PASSAGE SHOWN:
* BEGIN *
The Centre has three priority development areas:

  • Provide research and teaching on ethnic conflict and divided societies from a  Comparative Politics perspective within the School of Politics and International Studies;

  • Cooperate with research institutions in Ireland, UK, and wider Europe engaged in comparative political research of ethnic conflict and divided societies, allowing for exchange of expertise, research visits and student exchange;

  • Foster exchanges with other research institutions and policymaking bodies across ethnically diverse, deeply divided and post conflict societies that are engaged in comparative politics research of ethnic conflict.

  • Key Objectives

    The School is the leading place in the UK and Ireland for the study of the politics of Northern Ireland, with more staff engaged in research on this question than in any other third-level institution in Ireland or anywhere else. The School also contains on its staff a considerable number of specialists on deeply divided societies and state consolidation after conflict in Eastern Europe, the Middle East, Africa and Asia. 

    Staff at the Centre has a wide–range of expertise and dynamic research agendas. These all find their place in subject specific modules offered at both undergraduate and postgraduate levels, with particular attention being paid to issues of peace building, democratic transition, and post conflict reconciliation, including:

    • securing, and maintaining cease-fires by armed groups;
    • confidence-building measures and problems of public order;
    • obstacles (or perceived obstacles) to political settlement;
    • factors helping (or assumed to help) to promote the environment for political settlements;
    • human and minority rights, rights of migrants, and responsibilities of the state;
    • normative models for political settlements;
    • long-term influences on community relations and intergroup conflict;
    • influence of external factors on peace and stability, especially international organisations.
  • Research Orientation & Expertise

    The Centre reflects the research interests of members of the School of Politics, International Studies and Philosophy, in relation to the discipline of Comparative Politics and International Relations, and in particular relation to ethnopolitical conflict. The Centre engages in comparative political analyses and works closely with stakeholders to assess how political institutions shape, frame, and change perceptions and preferences in ethnically, culturally and linguistically diverse societies.
* END *
INFORMATION PROVIDED:
* BEGIN *
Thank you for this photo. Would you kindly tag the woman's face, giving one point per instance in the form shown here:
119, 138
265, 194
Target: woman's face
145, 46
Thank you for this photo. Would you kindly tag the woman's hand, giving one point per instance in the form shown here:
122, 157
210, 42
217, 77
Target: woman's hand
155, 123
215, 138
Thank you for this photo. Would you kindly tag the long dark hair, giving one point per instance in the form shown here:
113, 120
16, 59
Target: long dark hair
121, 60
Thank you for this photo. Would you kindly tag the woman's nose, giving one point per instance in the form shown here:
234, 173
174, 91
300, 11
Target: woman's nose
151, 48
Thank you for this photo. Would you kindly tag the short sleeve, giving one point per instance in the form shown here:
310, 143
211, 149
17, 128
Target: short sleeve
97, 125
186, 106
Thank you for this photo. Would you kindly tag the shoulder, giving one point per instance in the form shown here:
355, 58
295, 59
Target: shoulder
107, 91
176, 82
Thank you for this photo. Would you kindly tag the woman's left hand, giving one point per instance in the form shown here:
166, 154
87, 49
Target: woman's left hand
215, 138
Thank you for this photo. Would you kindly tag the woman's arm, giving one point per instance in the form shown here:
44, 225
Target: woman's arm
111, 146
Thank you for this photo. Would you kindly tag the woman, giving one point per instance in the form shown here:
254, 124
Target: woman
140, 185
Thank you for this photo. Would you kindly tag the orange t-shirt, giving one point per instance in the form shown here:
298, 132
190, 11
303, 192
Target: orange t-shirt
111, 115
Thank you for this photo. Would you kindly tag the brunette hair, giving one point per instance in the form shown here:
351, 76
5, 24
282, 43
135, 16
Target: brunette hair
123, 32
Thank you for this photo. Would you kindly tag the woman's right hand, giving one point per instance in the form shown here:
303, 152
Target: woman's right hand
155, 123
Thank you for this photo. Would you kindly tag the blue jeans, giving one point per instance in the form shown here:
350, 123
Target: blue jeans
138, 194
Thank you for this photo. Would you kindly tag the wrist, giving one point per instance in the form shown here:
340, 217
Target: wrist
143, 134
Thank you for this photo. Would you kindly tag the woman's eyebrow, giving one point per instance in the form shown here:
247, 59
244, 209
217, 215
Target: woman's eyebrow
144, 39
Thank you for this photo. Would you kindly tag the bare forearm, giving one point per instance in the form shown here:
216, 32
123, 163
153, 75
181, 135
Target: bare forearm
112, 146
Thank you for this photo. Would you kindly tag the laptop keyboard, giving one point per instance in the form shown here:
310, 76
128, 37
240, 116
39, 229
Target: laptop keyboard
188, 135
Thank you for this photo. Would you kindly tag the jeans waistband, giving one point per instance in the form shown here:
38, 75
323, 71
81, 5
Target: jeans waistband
* END *
SET TASKS:
1 – According to the passage describing the research centre, which country's politics does the School claim to be the leading place in the UK and Ireland to study?
2 – Proceed with the passage describing the research centre, writing on from its final sentence.

ANSWERS TO THE EXERCISE:
1 – Northern Ireland

2 –
    The staff at the Centre continuously brings their research expertise and policy advisory experience into teaching, creating informative, dynamic, and engaging curriculum for doctoral, research taught, and undergraduate students. It also encompasses area specialists on Central Eastern Europe, the Middle East and Africa, specialist expertise in security studies, international political economy and international history. 

    The members of staff furnish most of the expertise that goes into supervision of doctoral students working on comparative studies of ethnic conflict, teaching of the School's MA programme “Comparative Ethnic Conflict” and offer series of undergraduate modules on the issue area of ethnic conflict. Additionally, several colleagues are involved with the Institute for Conflict Transformation and Social Justice, and are editors, on the editorial boards of, and contributors to key journals in the fields of comparative politics, ethnic politics, as well as other subject areas.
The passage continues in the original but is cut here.